TEXT section start

Car insurance costs could increase again in 2026 as claims inflation rises across the UK market. This affects all types of vehicles, from everyday cars to classics and performance models.
ERS expects claims inflation to reach 8% to 10% in 2026, driven by rising energy costs, supply disruption and repair pressures.
When insurers pay more for claims, premiums often follow. The impact will vary depending on the type of car you own, how it is used and how it is insured.
What is claims inflation in car insurance?
Claims inflation is the rising cost of settling insurance claims. This includes repairs, labour, parts, hire vehicles and total loss payouts.
Even small increases across these areas can significantly impact overall insurer costs. Over time, this builds pressure on pricing across the market.
For drivers, this means premiums can change even if your personal risk has not.
Why are car insurance costs increasing in the UK?
Car insurance costs are increasing because the automotive supply chain remains under pressure. ERS highlights rising oil, gas and shipping costs feeding into manufacturing and repair expenses.
These cost increases affect every stage of a claim, from sourcing parts to completing repairs. As costs rise across the industry, insurers adjust pricing to reflect higher payouts.

TEXT section end

(QUESTIONS ON THE MATERIAL)
**A)** Summarize the car insurance text in two sentences.
**B)** From the car insurance text, extract the passage from "What is claims" to "total loss payouts.".
Answer using only the text above.

INFORMATION SUPPLIED section start

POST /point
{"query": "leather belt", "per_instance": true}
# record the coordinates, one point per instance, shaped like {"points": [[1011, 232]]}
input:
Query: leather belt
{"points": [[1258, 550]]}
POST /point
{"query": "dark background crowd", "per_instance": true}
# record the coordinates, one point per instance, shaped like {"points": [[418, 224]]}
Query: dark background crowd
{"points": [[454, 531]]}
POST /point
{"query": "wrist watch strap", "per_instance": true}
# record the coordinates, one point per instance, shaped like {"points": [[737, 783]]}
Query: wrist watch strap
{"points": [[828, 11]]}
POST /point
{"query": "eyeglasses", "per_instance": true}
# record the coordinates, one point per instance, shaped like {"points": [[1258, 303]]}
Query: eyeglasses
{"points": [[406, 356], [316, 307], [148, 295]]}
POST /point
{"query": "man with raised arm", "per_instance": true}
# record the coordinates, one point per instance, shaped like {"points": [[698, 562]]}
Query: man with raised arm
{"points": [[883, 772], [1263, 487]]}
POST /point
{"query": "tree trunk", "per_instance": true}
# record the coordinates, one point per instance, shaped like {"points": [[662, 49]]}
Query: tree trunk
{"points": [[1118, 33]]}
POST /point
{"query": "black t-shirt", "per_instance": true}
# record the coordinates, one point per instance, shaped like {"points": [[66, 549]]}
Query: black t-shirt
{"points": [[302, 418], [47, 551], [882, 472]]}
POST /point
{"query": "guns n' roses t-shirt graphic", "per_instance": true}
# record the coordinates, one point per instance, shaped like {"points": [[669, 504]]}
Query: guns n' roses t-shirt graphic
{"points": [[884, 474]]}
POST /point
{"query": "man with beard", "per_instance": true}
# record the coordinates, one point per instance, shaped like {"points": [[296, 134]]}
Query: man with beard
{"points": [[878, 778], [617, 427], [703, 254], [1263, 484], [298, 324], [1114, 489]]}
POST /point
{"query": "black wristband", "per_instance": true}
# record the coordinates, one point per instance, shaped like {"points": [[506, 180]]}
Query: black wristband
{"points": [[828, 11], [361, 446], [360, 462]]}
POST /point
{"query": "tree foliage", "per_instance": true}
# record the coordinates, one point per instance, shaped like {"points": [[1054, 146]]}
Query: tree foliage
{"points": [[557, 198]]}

INFORMATION SUPPLIED section end

(ANSWERS TO THE EXERCISE)
**A)** Car insurance costs in the UK could rise again in 2026, with ERS expecting claims inflation, driven by rising energy costs, supply disruption and repair pressures, to reach 8% to 10%. Claims inflation is the rising cost of settling claims, including repairs, labour, parts, hire vehicles and total loss payouts, and as these costs rise insurers adjust pricing, so premiums can change even if a driver's personal risk has not.

**B)**
What is claims inflation in car insurance?
Claims inflation is the rising cost of settling insurance claims. This includes repairs, labour, parts, hire vehicles and total loss payouts.